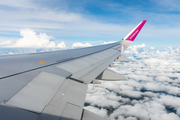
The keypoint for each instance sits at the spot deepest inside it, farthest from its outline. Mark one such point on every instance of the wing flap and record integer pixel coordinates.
(87, 115)
(86, 70)
(37, 93)
(67, 103)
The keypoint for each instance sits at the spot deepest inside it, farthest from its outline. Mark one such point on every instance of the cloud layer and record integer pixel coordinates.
(152, 90)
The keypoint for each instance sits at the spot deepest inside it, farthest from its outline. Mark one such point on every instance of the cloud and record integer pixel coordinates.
(152, 90)
(78, 44)
(31, 39)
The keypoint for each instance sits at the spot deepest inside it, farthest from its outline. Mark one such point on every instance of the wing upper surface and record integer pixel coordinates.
(53, 85)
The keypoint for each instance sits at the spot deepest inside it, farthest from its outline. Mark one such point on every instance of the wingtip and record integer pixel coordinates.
(135, 31)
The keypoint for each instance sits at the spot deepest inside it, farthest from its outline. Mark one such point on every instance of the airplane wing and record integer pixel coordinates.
(53, 85)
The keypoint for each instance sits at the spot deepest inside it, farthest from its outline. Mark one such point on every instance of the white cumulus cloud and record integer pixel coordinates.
(32, 39)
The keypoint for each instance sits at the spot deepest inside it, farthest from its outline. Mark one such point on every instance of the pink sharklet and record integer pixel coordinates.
(136, 31)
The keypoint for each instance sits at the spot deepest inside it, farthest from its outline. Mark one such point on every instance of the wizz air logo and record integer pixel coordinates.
(134, 34)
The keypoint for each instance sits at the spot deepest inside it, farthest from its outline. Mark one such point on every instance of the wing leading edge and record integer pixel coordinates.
(55, 89)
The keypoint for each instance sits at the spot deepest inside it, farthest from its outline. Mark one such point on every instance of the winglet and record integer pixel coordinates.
(126, 41)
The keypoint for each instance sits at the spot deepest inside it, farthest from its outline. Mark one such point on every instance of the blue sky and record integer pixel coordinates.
(92, 21)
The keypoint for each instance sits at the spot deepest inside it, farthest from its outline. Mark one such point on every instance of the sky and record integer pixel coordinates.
(152, 88)
(62, 23)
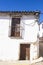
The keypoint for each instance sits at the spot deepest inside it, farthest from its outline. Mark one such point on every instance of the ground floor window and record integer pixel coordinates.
(24, 52)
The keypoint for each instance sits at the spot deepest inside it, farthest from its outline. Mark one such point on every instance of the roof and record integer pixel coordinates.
(19, 13)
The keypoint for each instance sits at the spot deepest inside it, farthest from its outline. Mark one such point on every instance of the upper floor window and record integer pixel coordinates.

○ ○ ○

#### TASK DIRECTIONS
Copy the records word for word, leaving no picture in the copy.

#### ANSWER BELOW
The keypoint for each instance sits at the spot deepest inside it, farthest from its outline. Mark one such point on every instance of the wing flap and record integer pixel coordinates.
(87, 115)
(86, 70)
(37, 93)
(67, 103)
The keypoint for each instance sits at the spot deepest inside it, farthest from its outline. Mark one such point on every instance of the cloud layer and record integer pixel coordinates.
(152, 90)
The keypoint for each instance sits at the spot deepest inside it, farthest from its outline. Mark one such point on every instance of the cloud and record integer pixel coordinates.
(152, 90)
(78, 44)
(31, 39)
The keypoint for each instance sits at the spot deepest inside it, farthest from its outline. Mark one such point on every instance of the wing upper surface and record integer pixel coordinates.
(53, 85)
The keypoint for each instance sits at the spot deepest inside it, farthest from its outline. Mark one such point on every instance of the wingtip and record integer pixel coordinates.
(135, 31)
The keypoint for each instance sits at the spot deepest inside it, farthest from its outline. Mark one such point on every instance of the airplane wing and record integer pixel coordinates.
(53, 85)
The keypoint for each instance sits at the spot deepest inside it, farthest from its outline. Mark one such point on every instance of the white cumulus cloud and record integer pixel coordinates.
(32, 39)
The keypoint for each instance sits at the spot deepest inside it, farthest from its outline. Mark one such point on every instance of the pink sharklet and record integer pixel coordinates.
(136, 31)
The keypoint for each instance sits at the spot deepest inside it, farthest from its outline. Mark one such point on every instance of the wizz air logo and record integer pixel coordinates.
(134, 34)
The keypoint for each instance sits at the spot deepest inside it, farthest from its outline. Mark one such point on every instance of the wing leading edge and record integer pixel coordinates.
(55, 89)
The keypoint for each instance sits at the spot deepest inside it, farthest from its outline. Mark one such point on every instance of the winglet and record integer pixel coordinates.
(126, 41)
The keypoint for each instance sits at the spot deepest inside it, farthest from its outline. Mark one such point on every instance of the blue sky and record integer pixel coordinates.
(92, 21)
The keypoint for each instance sits at the spot deepest inside it, farthest from its outline. Mark one such point on every instance of the sky and record integer pixel coordinates.
(152, 88)
(62, 23)
The keypoint for each instance sits at the spot deepest inside it, farthest from its outline. Mark one such point on every instance of the ground floor window and record integer pixel coordinates.
(24, 52)
The keypoint for each instance sits at the spot deepest inside it, farthest from its outline. Mark one such point on every instance of the roof and record integer pixel coordinates.
(19, 13)
The keypoint for each instance sits at the spot deepest inside it, farthest from its outline. Mark one such point on every instance of the upper floor window and record integer pixel coordinates.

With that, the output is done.